■ TEXT FOR ANALYSIS
Overall Effects of Climate Change on Allergic Disease Profiles
Anthropogenic impacts of fossil fuel emissions, agriculture, industrial, household, and traffic pollution have rapidly increased since the 19th-20th centuries, following fast technological advancements and the Industrial Revolution. Greenhouse gas emissions, particularly carbon dioxide, have led to spatial and temporal changes in climate, notably resulting in increases in temperature and humidity.
Carbon dioxide has a fertilising effect, which combined with increasing global temperatures, has been linked to increased pollen production as well as increased allergen content in pollen grains. That is, increased atmospheric carbon dioxide concentration becomes a fertilizer and stimulant for plant growth. Higher airborne pollen concentration also increases the chance of sensitisation leading to the exacerbation of illness and potential for more serious allergies among patients. Further, changing (in this case, increasing) temperatures alter the timing and duration of the pollen season. For example, in some cases, the increasing length of spring and summer seasons associated with greater pollen output increases the duration of seasonal allergies. Additionally, changing regional climates in local contexts results in changes in atmospheric circulation which blows pollen and spore-containing dust into new areas. People living in areas previously unexposed to allergens now experience aeroallergens and allergies for the first time.

■ ACTION ITEM
Answer these questions from the text on climate change and allergies.
1. Which greenhouse gas does the text name in particular?
2. What does increased atmospheric carbon dioxide concentration become for plant growth?
3. What do changes in atmospheric circulation blow into new areas?

■ PROVIDED DATA

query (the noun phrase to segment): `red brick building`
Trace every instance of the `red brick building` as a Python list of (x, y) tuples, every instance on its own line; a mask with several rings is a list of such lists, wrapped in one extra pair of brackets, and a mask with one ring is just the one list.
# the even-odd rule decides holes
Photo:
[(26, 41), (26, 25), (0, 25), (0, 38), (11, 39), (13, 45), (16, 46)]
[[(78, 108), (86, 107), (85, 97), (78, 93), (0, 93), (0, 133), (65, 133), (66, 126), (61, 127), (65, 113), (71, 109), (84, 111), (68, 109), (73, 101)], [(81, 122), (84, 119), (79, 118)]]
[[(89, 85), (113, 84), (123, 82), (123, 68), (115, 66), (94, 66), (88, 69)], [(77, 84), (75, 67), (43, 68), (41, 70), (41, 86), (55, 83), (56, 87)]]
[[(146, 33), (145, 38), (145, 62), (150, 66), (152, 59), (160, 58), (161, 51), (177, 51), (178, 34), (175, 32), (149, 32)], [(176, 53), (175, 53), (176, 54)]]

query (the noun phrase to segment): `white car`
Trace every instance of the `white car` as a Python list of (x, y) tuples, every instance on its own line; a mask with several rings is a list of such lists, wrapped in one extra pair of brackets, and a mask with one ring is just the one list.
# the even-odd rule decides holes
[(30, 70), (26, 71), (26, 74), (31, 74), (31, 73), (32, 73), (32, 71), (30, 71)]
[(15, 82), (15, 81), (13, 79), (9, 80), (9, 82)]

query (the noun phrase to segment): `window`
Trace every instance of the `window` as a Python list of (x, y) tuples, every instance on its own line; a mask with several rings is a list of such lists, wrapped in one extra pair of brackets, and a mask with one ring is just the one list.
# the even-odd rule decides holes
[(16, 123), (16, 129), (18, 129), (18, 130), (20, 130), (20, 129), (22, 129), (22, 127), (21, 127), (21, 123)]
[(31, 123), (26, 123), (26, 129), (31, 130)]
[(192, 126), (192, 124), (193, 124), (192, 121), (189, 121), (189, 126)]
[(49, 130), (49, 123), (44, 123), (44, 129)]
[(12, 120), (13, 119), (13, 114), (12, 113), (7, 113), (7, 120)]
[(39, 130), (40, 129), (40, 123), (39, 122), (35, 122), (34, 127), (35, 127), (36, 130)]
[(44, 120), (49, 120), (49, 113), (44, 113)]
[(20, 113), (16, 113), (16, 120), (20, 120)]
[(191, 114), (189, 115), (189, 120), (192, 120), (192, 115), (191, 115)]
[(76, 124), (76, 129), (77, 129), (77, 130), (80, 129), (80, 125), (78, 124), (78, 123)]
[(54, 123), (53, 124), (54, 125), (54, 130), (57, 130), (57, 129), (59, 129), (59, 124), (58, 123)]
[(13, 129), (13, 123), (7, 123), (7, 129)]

■ TASK SOLUTION
1. Carbon dioxide.
2. A fertilizer and stimulant.
3. Pollen and spore-containing dust.